## Start PROVIDED INFORMATION

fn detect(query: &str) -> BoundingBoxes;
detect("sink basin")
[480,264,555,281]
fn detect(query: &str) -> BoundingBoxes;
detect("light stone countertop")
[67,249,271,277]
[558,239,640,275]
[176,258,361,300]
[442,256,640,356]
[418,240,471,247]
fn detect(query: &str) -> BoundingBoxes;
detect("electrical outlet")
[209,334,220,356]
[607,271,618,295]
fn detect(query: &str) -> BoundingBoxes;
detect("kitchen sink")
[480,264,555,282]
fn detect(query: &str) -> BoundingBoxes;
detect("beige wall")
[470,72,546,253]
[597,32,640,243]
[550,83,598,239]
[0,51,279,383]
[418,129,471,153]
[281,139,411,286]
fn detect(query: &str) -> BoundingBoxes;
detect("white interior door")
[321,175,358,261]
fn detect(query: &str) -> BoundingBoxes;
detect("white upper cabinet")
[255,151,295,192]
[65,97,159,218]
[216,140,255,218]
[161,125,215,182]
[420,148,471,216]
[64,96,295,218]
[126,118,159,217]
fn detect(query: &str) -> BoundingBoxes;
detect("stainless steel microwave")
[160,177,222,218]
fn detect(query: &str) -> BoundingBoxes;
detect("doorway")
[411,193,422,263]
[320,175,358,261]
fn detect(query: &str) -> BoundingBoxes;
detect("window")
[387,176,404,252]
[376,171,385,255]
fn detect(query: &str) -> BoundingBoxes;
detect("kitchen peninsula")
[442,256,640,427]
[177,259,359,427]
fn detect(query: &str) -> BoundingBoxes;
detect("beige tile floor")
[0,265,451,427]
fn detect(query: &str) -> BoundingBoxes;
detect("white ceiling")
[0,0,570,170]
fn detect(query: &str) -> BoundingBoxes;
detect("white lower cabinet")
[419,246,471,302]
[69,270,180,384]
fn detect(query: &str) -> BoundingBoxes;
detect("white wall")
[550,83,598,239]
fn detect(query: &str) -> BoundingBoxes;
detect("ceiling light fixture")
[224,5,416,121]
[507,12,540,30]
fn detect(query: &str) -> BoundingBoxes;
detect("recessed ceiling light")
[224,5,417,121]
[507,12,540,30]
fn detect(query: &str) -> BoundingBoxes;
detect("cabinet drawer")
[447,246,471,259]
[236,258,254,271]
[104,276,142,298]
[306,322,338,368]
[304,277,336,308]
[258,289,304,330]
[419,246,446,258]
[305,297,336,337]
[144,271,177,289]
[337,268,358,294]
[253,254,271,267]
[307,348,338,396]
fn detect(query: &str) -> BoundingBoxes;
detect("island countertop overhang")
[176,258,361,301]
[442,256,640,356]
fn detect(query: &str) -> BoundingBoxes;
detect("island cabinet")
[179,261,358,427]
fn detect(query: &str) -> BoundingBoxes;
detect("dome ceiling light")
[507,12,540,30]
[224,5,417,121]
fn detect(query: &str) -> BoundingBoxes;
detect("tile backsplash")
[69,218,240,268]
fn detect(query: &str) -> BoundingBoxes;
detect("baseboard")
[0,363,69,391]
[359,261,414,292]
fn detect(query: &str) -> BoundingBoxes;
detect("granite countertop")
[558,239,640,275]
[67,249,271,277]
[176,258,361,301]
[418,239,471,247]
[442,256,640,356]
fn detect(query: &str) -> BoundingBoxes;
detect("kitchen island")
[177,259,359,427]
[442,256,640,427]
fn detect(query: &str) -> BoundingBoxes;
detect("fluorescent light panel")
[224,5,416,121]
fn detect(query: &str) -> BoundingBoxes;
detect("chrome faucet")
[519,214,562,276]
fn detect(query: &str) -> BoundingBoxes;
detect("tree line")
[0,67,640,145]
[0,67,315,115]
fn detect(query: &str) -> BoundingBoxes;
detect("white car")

## End PROVIDED INFORMATION

Please update the material from its beginning up to and including the line with "[160,177,222,218]", changing "beige wall" to "tan wall" and leaving everything else as is.

fn detect(query: &str) -> BoundingBoxes;
detect("sink basin")
[480,264,555,281]
fn detect(query: &str) -> BoundingBoxes;
detect("light stone countertop")
[67,249,271,277]
[558,239,640,275]
[176,258,361,300]
[442,256,640,356]
[418,240,471,247]
fn detect(query: &str) -> BoundingBoxes;
detect("electrical outlet")
[209,334,220,356]
[607,271,618,295]
fn detect(query: &str) -> BoundingBoxes;
detect("kitchen sink")
[480,264,555,282]
fn detect(query: &str) -> BoundingBoxes;
detect("tan wall")
[470,72,546,253]
[597,32,640,243]
[550,83,598,239]
[0,51,279,383]
[418,129,471,153]
[281,139,411,286]
fn detect(query: &str) -> BoundingBoxes;
detect("white interior door")
[321,175,358,261]
fn detect(query: &str) -> BoundingBoxes;
detect("white upper cabinet")
[255,151,295,192]
[65,97,159,218]
[216,140,255,218]
[161,125,215,182]
[420,148,471,216]
[64,96,295,218]
[126,118,159,217]
fn detect(query: &str) -> BoundingBoxes;
detect("stainless steel microwave")
[160,177,222,218]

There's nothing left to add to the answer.